== Segment start ==

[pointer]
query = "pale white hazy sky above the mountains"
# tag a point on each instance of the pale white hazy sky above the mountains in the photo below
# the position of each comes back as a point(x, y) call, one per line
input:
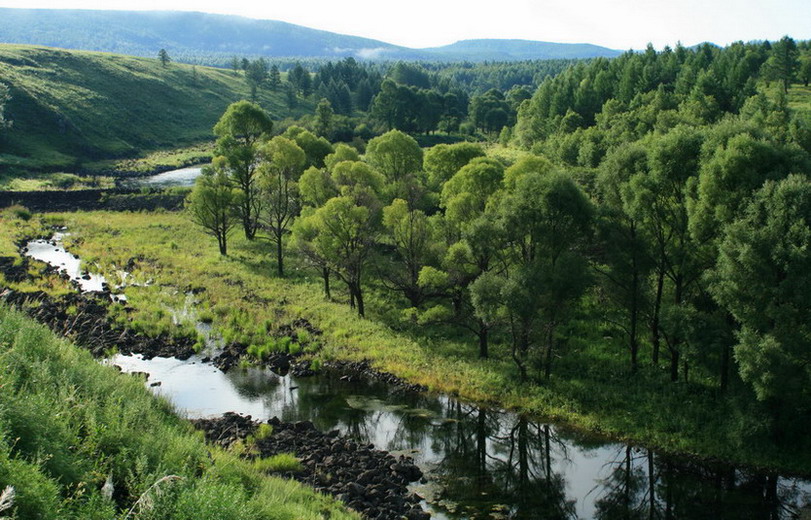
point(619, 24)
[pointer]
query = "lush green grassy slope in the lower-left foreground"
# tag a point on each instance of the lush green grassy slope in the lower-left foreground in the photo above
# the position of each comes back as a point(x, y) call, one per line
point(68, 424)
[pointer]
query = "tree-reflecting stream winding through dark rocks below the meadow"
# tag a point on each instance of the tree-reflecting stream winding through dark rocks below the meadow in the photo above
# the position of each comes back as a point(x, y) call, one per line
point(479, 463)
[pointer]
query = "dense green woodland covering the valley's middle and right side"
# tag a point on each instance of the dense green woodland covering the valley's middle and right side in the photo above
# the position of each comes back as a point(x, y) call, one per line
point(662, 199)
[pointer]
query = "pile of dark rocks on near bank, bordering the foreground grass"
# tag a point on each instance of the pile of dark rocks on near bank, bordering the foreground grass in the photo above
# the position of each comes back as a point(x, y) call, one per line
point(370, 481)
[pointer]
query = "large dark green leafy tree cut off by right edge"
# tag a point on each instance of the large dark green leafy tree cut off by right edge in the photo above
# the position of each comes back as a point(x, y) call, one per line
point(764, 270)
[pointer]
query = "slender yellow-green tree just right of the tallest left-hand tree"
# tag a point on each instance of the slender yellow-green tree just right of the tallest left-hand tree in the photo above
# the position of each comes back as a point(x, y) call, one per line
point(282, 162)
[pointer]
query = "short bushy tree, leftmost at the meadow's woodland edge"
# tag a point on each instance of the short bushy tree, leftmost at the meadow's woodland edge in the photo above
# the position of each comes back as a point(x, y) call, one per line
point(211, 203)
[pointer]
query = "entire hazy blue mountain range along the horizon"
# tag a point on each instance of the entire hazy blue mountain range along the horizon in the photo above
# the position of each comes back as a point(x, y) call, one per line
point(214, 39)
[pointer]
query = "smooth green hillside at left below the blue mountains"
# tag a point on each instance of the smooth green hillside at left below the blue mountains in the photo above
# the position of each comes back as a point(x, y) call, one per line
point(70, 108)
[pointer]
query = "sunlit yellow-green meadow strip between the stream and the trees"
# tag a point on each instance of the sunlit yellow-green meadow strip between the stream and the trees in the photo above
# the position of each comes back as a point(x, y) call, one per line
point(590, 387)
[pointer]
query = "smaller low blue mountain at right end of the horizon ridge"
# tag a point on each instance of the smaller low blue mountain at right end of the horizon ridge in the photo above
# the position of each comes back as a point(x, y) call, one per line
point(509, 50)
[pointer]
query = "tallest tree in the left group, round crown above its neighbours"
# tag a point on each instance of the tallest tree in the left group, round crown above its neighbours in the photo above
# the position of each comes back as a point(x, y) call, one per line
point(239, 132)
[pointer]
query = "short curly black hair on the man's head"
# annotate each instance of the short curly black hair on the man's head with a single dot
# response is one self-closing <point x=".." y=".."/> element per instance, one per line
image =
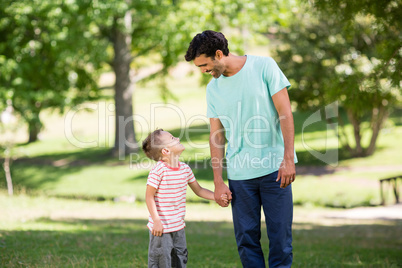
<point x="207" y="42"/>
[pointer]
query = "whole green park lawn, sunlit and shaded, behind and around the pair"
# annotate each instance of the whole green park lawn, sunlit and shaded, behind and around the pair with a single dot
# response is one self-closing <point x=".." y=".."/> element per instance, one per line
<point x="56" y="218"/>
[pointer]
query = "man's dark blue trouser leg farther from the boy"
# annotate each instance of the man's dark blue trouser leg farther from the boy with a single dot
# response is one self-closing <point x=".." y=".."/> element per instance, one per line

== Segment end ==
== Segment start ==

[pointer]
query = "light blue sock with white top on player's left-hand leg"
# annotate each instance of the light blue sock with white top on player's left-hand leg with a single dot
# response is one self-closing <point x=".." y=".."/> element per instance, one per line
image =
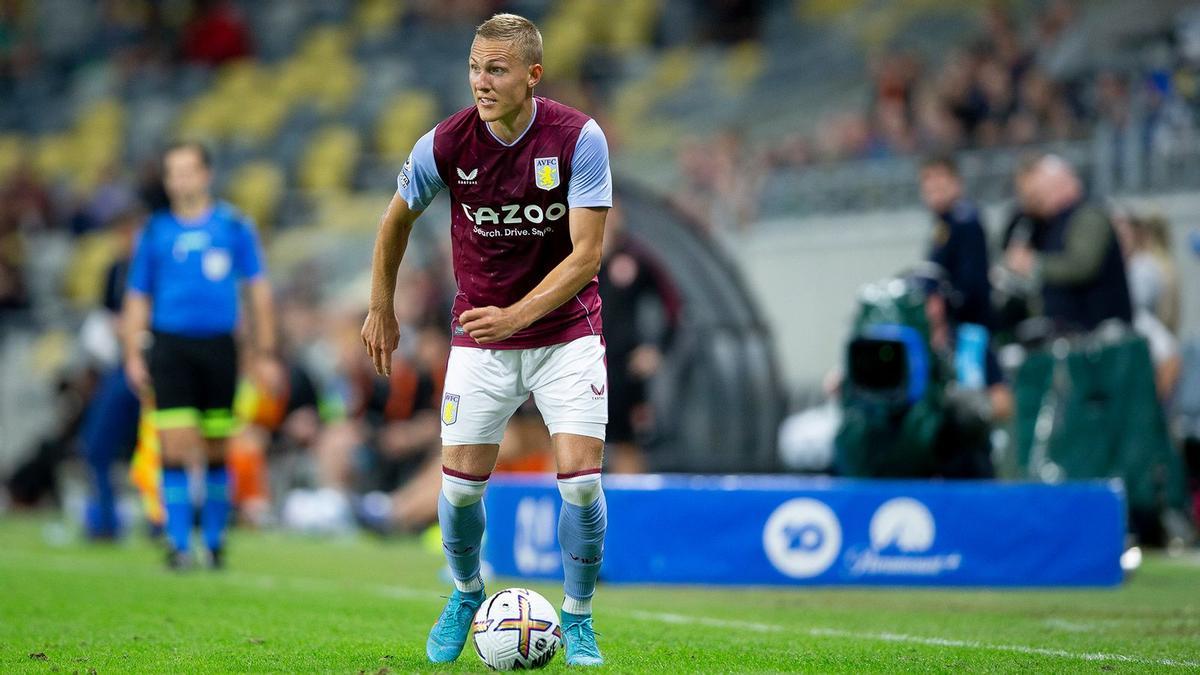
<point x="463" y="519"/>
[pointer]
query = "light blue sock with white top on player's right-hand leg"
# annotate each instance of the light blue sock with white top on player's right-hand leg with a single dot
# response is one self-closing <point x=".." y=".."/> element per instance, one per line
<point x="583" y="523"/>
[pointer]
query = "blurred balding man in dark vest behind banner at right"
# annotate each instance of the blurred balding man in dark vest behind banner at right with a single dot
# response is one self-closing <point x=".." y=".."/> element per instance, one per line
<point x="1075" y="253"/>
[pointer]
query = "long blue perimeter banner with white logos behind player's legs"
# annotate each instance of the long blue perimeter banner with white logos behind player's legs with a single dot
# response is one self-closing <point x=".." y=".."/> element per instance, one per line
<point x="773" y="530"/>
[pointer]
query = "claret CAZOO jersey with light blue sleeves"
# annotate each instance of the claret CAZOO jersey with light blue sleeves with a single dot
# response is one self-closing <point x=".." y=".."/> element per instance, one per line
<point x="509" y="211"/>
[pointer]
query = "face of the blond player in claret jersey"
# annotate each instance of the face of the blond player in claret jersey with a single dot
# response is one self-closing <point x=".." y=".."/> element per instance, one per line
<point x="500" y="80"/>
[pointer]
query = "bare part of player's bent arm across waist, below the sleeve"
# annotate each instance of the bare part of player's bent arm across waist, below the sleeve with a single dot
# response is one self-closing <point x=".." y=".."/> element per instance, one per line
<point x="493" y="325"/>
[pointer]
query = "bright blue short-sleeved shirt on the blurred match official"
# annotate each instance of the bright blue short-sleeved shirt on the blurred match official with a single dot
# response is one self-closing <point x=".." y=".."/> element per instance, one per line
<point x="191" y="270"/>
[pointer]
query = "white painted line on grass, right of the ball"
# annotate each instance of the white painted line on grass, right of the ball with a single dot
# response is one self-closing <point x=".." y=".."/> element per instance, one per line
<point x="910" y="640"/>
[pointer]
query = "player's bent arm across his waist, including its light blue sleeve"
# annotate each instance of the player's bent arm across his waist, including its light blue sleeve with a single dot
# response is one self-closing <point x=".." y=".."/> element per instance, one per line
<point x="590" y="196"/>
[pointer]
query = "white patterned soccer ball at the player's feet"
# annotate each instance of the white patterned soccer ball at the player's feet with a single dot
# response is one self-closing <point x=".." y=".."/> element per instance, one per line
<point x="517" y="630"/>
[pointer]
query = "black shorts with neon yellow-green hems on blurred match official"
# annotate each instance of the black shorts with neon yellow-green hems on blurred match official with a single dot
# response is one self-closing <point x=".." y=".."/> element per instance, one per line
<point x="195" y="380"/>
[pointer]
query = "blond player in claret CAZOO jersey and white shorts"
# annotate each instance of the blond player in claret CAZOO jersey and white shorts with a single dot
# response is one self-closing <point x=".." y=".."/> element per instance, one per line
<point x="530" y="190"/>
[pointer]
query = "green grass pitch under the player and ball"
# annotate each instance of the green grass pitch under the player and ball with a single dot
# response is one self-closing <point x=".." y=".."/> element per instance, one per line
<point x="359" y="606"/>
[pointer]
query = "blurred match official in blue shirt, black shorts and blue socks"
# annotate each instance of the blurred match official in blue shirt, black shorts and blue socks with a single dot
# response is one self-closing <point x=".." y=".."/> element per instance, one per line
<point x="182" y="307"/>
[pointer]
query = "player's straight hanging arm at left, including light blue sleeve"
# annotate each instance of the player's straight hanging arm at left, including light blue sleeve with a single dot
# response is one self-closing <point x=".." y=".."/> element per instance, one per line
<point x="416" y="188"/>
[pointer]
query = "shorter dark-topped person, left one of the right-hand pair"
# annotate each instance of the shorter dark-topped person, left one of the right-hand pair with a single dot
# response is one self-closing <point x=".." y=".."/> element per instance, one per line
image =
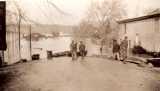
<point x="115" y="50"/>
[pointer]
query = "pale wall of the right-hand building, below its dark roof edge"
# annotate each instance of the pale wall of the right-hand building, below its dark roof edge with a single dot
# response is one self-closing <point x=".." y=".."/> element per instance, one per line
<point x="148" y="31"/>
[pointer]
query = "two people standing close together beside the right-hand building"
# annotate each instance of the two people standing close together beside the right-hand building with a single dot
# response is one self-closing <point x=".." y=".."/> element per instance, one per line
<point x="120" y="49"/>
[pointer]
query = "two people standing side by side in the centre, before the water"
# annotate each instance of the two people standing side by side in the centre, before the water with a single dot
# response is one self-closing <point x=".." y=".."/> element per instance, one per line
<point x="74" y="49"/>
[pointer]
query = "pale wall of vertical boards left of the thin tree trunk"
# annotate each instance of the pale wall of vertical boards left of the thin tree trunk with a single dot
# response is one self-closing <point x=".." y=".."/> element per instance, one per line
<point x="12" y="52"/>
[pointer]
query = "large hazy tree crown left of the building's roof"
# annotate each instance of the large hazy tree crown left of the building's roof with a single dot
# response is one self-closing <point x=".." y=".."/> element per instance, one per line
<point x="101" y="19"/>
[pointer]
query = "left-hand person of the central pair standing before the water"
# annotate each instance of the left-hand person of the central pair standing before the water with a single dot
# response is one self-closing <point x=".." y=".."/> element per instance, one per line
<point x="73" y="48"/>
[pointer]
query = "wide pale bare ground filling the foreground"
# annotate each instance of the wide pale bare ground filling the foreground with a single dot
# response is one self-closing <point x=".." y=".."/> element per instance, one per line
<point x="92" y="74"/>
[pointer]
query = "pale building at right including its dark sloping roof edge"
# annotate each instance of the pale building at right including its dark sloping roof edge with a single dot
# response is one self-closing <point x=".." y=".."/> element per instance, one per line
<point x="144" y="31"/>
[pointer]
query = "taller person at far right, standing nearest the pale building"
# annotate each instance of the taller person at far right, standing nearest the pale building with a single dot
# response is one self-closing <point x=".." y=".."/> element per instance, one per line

== Segment end ==

Directions: Scan the records above and report how many lines include the word "horizon", without any other text.

Task answer: 4